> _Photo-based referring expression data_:
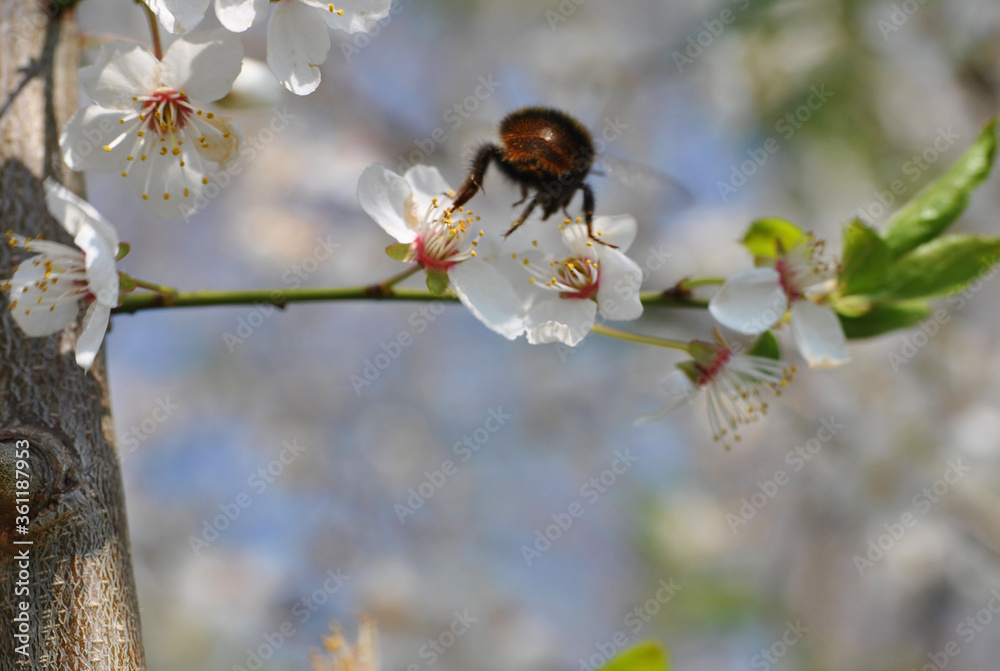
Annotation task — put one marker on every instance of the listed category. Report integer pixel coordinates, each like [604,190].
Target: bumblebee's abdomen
[543,142]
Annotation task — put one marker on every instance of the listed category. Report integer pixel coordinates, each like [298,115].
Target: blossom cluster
[150,120]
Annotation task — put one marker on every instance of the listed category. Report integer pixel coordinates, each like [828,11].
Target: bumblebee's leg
[524,196]
[539,199]
[588,215]
[471,186]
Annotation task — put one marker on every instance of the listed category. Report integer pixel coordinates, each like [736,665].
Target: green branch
[165,298]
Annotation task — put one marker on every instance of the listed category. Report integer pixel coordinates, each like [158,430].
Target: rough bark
[81,602]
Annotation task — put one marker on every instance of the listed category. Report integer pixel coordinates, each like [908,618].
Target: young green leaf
[941,266]
[884,317]
[437,281]
[400,251]
[125,283]
[766,346]
[938,204]
[866,260]
[645,656]
[769,237]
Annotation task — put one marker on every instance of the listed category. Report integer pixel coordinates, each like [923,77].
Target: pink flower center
[165,111]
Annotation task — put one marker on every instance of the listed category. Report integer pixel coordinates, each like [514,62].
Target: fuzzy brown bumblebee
[546,152]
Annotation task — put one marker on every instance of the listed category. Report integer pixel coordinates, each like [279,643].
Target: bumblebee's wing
[656,191]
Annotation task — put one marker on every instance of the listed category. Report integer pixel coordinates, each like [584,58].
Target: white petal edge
[179,16]
[204,65]
[618,291]
[618,230]
[385,197]
[750,302]
[297,44]
[238,15]
[819,335]
[560,320]
[75,214]
[122,70]
[95,326]
[679,389]
[488,295]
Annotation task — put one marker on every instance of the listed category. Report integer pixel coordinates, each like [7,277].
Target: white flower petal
[238,15]
[385,196]
[359,16]
[297,44]
[618,230]
[489,296]
[122,70]
[750,302]
[34,319]
[179,16]
[819,335]
[87,133]
[95,325]
[77,215]
[560,320]
[427,184]
[679,389]
[620,281]
[204,65]
[158,176]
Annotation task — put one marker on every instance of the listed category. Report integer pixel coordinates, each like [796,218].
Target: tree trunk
[67,583]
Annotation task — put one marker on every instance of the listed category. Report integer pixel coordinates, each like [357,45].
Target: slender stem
[639,338]
[154,29]
[166,297]
[689,283]
[158,288]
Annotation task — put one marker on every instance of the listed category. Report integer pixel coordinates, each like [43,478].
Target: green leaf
[770,236]
[941,266]
[939,203]
[399,251]
[866,260]
[885,317]
[766,346]
[125,283]
[645,656]
[437,281]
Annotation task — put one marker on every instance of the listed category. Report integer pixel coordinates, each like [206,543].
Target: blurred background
[268,494]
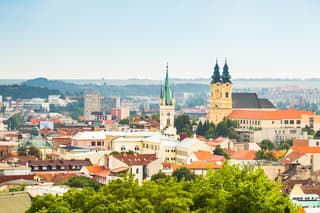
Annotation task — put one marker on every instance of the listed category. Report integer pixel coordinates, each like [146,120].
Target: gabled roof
[269,115]
[292,157]
[243,155]
[200,165]
[208,156]
[249,101]
[136,159]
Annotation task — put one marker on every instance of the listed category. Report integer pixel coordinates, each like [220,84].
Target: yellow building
[223,101]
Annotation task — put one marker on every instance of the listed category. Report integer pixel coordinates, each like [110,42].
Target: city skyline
[121,40]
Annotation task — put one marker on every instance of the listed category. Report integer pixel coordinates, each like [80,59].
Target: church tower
[220,94]
[167,103]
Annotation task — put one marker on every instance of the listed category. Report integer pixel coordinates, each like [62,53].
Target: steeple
[167,91]
[225,74]
[216,73]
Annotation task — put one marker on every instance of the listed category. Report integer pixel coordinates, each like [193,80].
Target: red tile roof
[136,159]
[269,115]
[292,157]
[243,155]
[199,165]
[208,156]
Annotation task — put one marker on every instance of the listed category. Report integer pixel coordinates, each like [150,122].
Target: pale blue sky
[134,39]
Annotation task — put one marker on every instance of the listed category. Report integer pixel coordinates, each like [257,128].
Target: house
[142,166]
[204,156]
[303,159]
[224,143]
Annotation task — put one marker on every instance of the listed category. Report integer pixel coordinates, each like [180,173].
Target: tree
[219,151]
[266,145]
[183,173]
[34,151]
[231,189]
[22,151]
[265,155]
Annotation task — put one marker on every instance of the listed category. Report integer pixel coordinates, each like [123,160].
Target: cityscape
[81,130]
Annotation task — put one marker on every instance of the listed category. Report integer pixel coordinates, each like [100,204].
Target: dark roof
[249,101]
[265,103]
[136,159]
[85,162]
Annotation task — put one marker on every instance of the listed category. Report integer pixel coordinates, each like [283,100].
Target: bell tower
[220,94]
[167,103]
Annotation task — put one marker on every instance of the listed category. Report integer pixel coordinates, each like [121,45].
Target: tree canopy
[230,189]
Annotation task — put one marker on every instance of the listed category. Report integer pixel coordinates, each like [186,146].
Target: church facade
[167,107]
[223,101]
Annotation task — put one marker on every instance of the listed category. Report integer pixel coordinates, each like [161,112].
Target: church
[223,101]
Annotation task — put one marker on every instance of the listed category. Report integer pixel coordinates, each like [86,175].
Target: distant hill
[113,90]
[24,91]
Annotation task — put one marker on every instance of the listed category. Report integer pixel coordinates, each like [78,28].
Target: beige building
[92,103]
[223,101]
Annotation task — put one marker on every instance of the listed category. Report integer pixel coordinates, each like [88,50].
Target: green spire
[167,90]
[216,73]
[225,74]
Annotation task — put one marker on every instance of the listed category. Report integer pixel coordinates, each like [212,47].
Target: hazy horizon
[134,39]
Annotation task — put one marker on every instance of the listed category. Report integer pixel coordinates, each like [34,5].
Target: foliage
[219,151]
[230,189]
[183,173]
[14,121]
[34,151]
[266,145]
[183,124]
[22,151]
[265,155]
[81,182]
[124,121]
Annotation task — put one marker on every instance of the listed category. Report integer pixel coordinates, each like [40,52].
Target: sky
[76,39]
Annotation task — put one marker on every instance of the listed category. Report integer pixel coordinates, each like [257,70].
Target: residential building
[142,166]
[223,101]
[91,104]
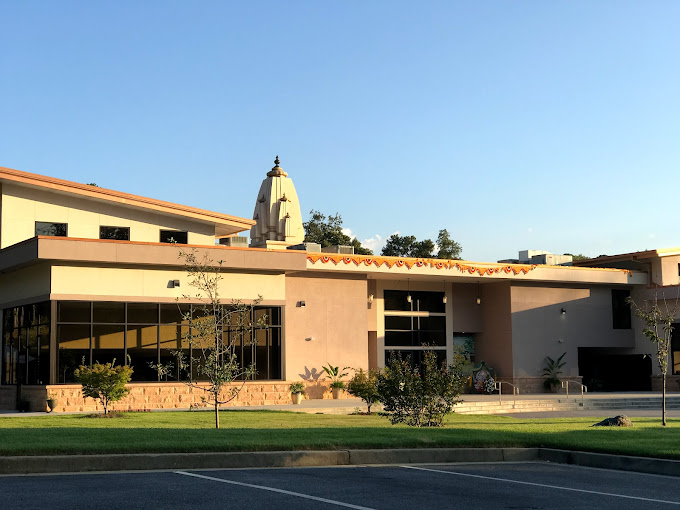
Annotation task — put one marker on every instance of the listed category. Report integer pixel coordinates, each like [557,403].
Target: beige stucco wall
[334,318]
[21,207]
[77,282]
[494,344]
[539,329]
[25,285]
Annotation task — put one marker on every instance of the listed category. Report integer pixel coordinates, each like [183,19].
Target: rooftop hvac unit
[341,249]
[311,247]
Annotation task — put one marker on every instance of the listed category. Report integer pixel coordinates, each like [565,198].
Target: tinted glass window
[109,312]
[43,228]
[144,313]
[117,233]
[177,236]
[397,300]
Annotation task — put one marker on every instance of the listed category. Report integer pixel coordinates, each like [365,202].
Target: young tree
[104,381]
[658,328]
[215,331]
[327,231]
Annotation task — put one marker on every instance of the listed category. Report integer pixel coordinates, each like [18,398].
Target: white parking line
[677,503]
[272,489]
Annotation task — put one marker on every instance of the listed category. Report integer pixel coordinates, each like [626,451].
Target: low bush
[419,397]
[364,385]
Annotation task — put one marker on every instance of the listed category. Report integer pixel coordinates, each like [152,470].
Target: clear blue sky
[515,125]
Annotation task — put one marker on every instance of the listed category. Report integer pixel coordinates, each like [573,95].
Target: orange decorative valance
[368,260]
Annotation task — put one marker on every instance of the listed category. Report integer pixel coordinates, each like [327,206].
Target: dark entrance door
[607,371]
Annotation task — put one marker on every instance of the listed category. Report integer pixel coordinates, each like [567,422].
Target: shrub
[104,382]
[297,387]
[420,399]
[365,386]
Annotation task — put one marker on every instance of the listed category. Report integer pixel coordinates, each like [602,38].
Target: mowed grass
[192,431]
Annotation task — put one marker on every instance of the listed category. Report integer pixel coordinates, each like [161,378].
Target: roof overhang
[224,224]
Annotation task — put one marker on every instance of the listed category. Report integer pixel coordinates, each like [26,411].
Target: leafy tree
[364,384]
[104,381]
[420,397]
[214,357]
[327,231]
[658,328]
[409,246]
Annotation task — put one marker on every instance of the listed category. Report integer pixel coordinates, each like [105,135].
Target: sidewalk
[351,405]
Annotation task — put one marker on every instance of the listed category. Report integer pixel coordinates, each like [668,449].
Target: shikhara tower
[277,213]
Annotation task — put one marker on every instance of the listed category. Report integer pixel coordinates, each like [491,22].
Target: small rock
[616,421]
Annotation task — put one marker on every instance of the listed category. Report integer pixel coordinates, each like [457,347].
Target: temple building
[93,274]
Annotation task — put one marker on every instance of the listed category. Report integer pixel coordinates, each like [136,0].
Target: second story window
[44,228]
[117,233]
[176,236]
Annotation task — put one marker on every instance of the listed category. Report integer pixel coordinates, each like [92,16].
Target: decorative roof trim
[411,262]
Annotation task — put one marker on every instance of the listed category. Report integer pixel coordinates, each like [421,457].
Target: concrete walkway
[350,405]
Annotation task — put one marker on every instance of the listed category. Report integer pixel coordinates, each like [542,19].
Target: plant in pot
[336,375]
[552,372]
[297,390]
[51,401]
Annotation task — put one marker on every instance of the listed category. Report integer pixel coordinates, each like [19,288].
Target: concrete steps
[533,405]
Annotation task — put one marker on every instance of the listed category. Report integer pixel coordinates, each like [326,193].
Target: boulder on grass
[616,421]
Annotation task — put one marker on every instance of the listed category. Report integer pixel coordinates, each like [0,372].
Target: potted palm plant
[297,390]
[336,375]
[51,401]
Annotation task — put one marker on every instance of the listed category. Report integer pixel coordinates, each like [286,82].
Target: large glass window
[117,233]
[44,228]
[141,334]
[415,321]
[26,344]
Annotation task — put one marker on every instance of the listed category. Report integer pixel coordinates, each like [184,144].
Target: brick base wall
[150,395]
[528,385]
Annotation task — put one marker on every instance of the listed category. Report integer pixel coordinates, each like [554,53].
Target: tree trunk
[663,401]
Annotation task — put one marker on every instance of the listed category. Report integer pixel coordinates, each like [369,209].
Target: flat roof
[636,255]
[224,224]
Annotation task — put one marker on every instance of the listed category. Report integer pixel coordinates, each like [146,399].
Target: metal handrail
[584,388]
[515,391]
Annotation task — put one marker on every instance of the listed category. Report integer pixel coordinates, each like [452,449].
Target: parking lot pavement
[468,486]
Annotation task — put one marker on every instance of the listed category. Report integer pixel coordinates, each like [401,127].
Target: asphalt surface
[466,486]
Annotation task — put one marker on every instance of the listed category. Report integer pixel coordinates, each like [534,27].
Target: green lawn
[277,430]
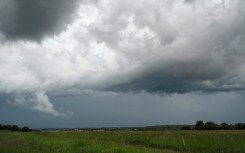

> _Task brief_:
Only exact duplicates of the lines from the one containing "Target: large glass window" through the final line of the entries, both included, are needed, with pictures left out.

> _Output_:
Target: large glass window
[117,233]
[44,228]
[141,334]
[415,321]
[26,344]
Annotation task — put one marker on every instance of the listed category. Report integer pixel coordinates, each like [184,144].
Target: brick base wall
[150,395]
[528,385]
Annotation task — put one marker on every instance of the listed category. Report integer pixel coordinates, each like [554,53].
Target: tree trunk
[663,401]
Annotation task — put one marker on every instance of the listed category. Report integer pixel coordinates, each like [369,209].
Target: flat roof
[636,255]
[224,224]
Annotation task — put one marker on every instance of the listed category. Report integer pixel coordinates, each like [146,399].
Target: metal handrail
[584,388]
[515,391]
Annotation task — put one marker on every instance of the listed category. Report integer pixel coordinates, each like [452,449].
Target: parking lot pavement
[468,486]
Annotation task — put one marker on every instance of the listed category. Report integer pixel coordinates, each like [401,127].
Target: asphalt surface
[466,486]
Annotation task — put one marker on every instance of the listed category. Report integer pixel coordinates, each like [534,27].
Target: green lawn
[277,430]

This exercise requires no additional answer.